◆ Items from a data source ◆
┌──

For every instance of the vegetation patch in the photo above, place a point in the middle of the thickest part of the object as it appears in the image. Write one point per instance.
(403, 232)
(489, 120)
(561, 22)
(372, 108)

└──

◆ ASSIGNMENT ◆
Return every record exactly as it was given.

◆ RESPONSE AREA ◆
For every instance of the vegetation patch in the photo above, place a point in the middle of the thickest part of the object as it appears in the image. Write one point per instance.
(403, 232)
(489, 120)
(561, 22)
(372, 108)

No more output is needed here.